start

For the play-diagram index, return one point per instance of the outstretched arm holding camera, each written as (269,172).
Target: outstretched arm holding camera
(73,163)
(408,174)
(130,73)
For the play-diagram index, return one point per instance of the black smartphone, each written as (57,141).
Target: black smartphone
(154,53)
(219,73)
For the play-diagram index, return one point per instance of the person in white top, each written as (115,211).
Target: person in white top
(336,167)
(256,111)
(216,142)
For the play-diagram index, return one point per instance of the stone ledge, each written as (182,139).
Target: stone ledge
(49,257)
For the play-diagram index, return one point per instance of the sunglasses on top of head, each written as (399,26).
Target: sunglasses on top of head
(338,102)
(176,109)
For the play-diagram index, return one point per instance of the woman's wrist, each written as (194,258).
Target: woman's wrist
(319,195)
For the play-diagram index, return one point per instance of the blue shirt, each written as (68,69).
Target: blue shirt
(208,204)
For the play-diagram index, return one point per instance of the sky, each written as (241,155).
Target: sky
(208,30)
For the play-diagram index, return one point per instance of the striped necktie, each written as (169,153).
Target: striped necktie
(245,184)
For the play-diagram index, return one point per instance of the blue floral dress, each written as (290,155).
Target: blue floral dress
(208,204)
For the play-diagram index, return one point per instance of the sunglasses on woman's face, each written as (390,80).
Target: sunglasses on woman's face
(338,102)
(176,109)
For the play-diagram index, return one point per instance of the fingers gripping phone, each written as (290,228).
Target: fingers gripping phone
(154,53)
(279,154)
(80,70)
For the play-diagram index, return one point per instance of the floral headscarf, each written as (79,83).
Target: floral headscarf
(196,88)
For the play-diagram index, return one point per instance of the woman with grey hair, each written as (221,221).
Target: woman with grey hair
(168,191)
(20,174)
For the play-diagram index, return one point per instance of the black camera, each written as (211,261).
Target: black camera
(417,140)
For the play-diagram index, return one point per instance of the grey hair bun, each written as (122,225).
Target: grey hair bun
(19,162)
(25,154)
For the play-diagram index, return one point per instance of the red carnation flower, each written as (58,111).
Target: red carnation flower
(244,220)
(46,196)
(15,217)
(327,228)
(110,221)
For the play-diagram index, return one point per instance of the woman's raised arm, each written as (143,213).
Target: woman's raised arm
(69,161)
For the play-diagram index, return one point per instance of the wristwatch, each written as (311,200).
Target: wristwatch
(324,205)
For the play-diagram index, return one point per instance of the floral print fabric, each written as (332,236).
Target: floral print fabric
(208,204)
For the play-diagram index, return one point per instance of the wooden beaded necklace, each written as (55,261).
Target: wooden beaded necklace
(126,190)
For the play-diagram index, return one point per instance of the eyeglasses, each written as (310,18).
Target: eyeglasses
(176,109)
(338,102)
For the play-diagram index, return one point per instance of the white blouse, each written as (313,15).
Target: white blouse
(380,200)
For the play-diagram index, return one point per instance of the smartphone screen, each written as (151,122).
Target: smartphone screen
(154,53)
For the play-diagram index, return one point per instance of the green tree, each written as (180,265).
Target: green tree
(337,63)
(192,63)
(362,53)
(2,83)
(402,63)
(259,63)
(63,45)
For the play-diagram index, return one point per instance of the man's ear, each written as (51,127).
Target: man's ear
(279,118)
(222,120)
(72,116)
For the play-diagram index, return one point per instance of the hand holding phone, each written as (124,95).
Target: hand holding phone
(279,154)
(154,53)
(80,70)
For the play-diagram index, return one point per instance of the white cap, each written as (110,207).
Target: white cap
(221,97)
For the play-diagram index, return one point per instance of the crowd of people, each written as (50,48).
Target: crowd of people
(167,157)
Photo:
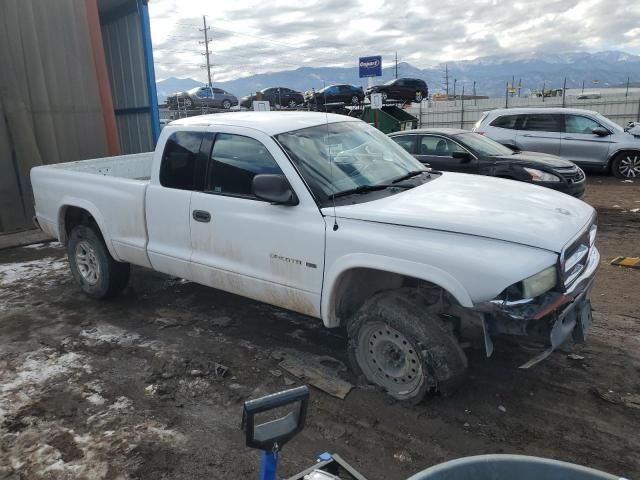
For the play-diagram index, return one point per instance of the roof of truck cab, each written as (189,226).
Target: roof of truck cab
(271,123)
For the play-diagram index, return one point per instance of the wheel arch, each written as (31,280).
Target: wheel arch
(359,276)
(74,212)
(613,155)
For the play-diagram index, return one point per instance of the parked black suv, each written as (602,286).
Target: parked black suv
(283,96)
(348,94)
(454,150)
(401,89)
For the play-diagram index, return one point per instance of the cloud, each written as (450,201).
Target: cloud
(254,36)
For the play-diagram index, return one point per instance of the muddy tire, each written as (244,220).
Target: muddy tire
(92,266)
(396,344)
(626,165)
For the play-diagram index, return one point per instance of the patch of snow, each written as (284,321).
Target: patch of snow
(110,334)
(25,271)
(22,384)
(40,246)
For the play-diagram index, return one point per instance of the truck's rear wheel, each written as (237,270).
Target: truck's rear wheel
(626,165)
(92,266)
(395,343)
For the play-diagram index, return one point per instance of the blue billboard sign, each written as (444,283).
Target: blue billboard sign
(370,66)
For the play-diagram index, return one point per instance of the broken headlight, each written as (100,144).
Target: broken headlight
(532,287)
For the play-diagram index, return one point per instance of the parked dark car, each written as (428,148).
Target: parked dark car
(462,151)
(283,96)
(349,94)
(401,89)
(202,97)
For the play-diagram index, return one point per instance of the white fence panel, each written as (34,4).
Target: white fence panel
(458,114)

end

• [Task to carry out]
Arrange every line of the records above as a Markdown table with the columns "Row" and "Line," numbering each row and leaving out blank lines and the pictures.

• [Output of the task]
| Row | Line |
|---|---|
| 1 | For the play-diagram index, return one point per instance of the outstretched arm holding camera, each written as (269,172). |
| 2 | Target: outstretched arm holding camera |
| 3 | (73,163) |
| 4 | (408,174) |
| 5 | (130,73) |
| 6 | For the play-diagram index, return one point per instance of the black smartphone, each written as (57,141). |
| 7 | Target: black smartphone |
| 8 | (154,53) |
| 9 | (219,73) |
| 10 | For the play-diagram index, return one point per instance of the person in white top, each written as (115,211). |
| 11 | Target: person in white top |
| 12 | (336,167) |
| 13 | (256,111) |
| 14 | (216,142) |
| 15 | For the play-diagram index, return one point per instance of the stone ledge, each written as (182,139). |
| 16 | Target: stone ledge |
| 17 | (49,257) |
| 18 | For the play-diagram index, return one point per instance of the sunglasses on top of head, each written as (399,26). |
| 19 | Target: sunglasses on top of head |
| 20 | (338,102) |
| 21 | (176,109) |
| 22 | For the play-diagram index, return one point per instance of the woman's wrist, each written as (194,258). |
| 23 | Target: woman's wrist |
| 24 | (319,195) |
| 25 | For the play-diagram index, return one point per instance of the blue shirt, each written as (68,69). |
| 26 | Target: blue shirt |
| 27 | (208,204) |
| 28 | For the play-diagram index, return one point per instance of the sky, each written as (241,155). |
| 29 | Target: sky |
| 30 | (208,30) |
| 31 | For the play-diagram index, return one point per instance of the striped necktie, each written as (169,153). |
| 32 | Target: striped necktie |
| 33 | (245,184) |
| 34 | For the play-diagram index, return one point per instance of the blue floral dress, each written as (290,155). |
| 35 | Target: blue floral dress |
| 36 | (208,204) |
| 37 | For the play-diagram index, return one point per instance of the sunglasses on woman's face, each written as (390,80). |
| 38 | Target: sunglasses on woman's face |
| 39 | (338,102) |
| 40 | (176,109) |
| 41 | For the play-diagram index, return one point per instance of the fingers gripping phone, each written as (290,228). |
| 42 | Target: fingers gripping phone |
| 43 | (154,53) |
| 44 | (279,154) |
| 45 | (80,70) |
| 46 | For the play-diagram index, return one point per instance of the floral headscarf, each written as (79,83). |
| 47 | Target: floral headscarf |
| 48 | (196,88) |
| 49 | For the play-diagram index, return one point per instance of the woman with grey hair, each written as (221,221). |
| 50 | Target: woman with grey hair |
| 51 | (168,191) |
| 52 | (20,174) |
| 53 | For the play-diagram index, return one point per instance of the black camera, each written as (211,261). |
| 54 | Target: black camera |
| 55 | (417,140) |
| 56 | For the play-diagram index, return one point per instance of the grey hair bun, each written as (122,225). |
| 57 | Target: grey hair bun |
| 58 | (19,162) |
| 59 | (25,154) |
| 60 | For the play-diagram index, return one point per instance of the red carnation flower, each written as (58,111). |
| 61 | Target: red carnation flower |
| 62 | (244,220) |
| 63 | (46,196) |
| 64 | (15,217) |
| 65 | (327,228) |
| 66 | (110,221) |
| 67 | For the play-diagram index, return one point per instance of the woman's raised arm, each written as (143,213). |
| 68 | Target: woman's raised arm |
| 69 | (69,161) |
| 70 | For the play-diagram index, return one point per instance of the wristwatch, each written as (311,200). |
| 71 | Target: wristwatch |
| 72 | (324,205) |
| 73 | For the play-diagram index, return one point per instance of the floral print fabric, each written as (332,236). |
| 74 | Target: floral print fabric |
| 75 | (208,204) |
| 76 | For the play-diagram index, return one point per instance of the wooden beaded necklace, each written as (55,261). |
| 77 | Target: wooden beaded necklace |
| 78 | (126,190) |
| 79 | For the play-diagram index, return one point per instance of the eyeglasses, each written as (310,18). |
| 80 | Target: eyeglasses |
| 81 | (176,109) |
| 82 | (338,102) |
| 83 | For the play-diagram index, return one point per instance of the white blouse, each written as (313,15). |
| 84 | Target: white blouse |
| 85 | (380,200) |
| 86 | For the play-diagram index, return one point per instance of the smartphone screen, each written as (151,122). |
| 87 | Target: smartphone screen |
| 88 | (154,53) |
| 89 | For the play-diagram index, return one point per instance of the green tree, each written as (180,265). |
| 90 | Target: green tree |
| 91 | (337,63) |
| 92 | (192,63) |
| 93 | (362,53) |
| 94 | (2,83) |
| 95 | (402,63) |
| 96 | (259,63) |
| 97 | (63,45) |
| 98 | For the play-diagram index, return one point per instance of the man's ear, each written as (51,127). |
| 99 | Target: man's ear |
| 100 | (279,118) |
| 101 | (222,120) |
| 102 | (72,116) |
| 103 | For the play-diagram index, return one point per instance of the hand holding phone, each written as (124,95). |
| 104 | Target: hand holding phone |
| 105 | (279,154) |
| 106 | (154,53) |
| 107 | (80,70) |
| 108 | For the play-diagram index, return one point per instance of the white cap, each written as (110,207). |
| 109 | Target: white cap |
| 110 | (221,97) |
| 111 | For the play-diagram index, return one point per instance of the crowd of people, each written as (50,48). |
| 112 | Target: crowd of people |
| 113 | (167,157) |
| 114 | Photo: |
| 115 | For the play-diagram index, return one point per instance of the roof of truck cab, each written as (189,226). |
| 116 | Target: roof of truck cab |
| 117 | (271,123) |
| 118 | For the play-diagram index, return one point per instance of the wheel arch, each written as (31,280). |
| 119 | Target: wheel arch |
| 120 | (359,276) |
| 121 | (74,212) |
| 122 | (613,155) |
| 123 | For the play-diagram index, return one point per instance of the parked black suv, each written as (602,286). |
| 124 | Target: parked black suv |
| 125 | (283,96) |
| 126 | (348,94) |
| 127 | (454,150) |
| 128 | (401,89) |
| 129 | For the play-diagram index, return one point per instance of the cloud, each written as (450,201). |
| 130 | Target: cloud |
| 131 | (254,36) |
| 132 | For the play-diagram index, return one point per instance of the muddy tire, each written as (244,220). |
| 133 | Target: muddy tire |
| 134 | (92,266) |
| 135 | (396,344) |
| 136 | (626,165) |
| 137 | For the play-diagram index, return one point per instance of the patch of snow, each written as (284,321). |
| 138 | Target: patch of snow |
| 139 | (110,334) |
| 140 | (25,271) |
| 141 | (22,384) |
| 142 | (40,246) |
| 143 | For the play-diagram index, return one point per instance of the truck's rear wheel, each written as (237,270). |
| 144 | Target: truck's rear wheel |
| 145 | (626,165) |
| 146 | (92,266) |
| 147 | (395,343) |
| 148 | For the play-diagram index, return one point per instance of the blue billboard sign, each written as (444,283). |
| 149 | Target: blue billboard sign |
| 150 | (370,66) |
| 151 | For the play-diagram index, return one point per instance of the broken headlight, each written as (100,144). |
| 152 | Target: broken headlight |
| 153 | (532,287) |
| 154 | For the play-diagram index, return one point per instance of the parked dark car, each written as (428,148). |
| 155 | Target: parked dark car |
| 156 | (462,151) |
| 157 | (283,96) |
| 158 | (349,94) |
| 159 | (401,89) |
| 160 | (202,97) |
| 161 | For the play-diagram index, return one point per instance of the white fence panel, each written as (34,4). |
| 162 | Target: white fence panel |
| 163 | (458,114) |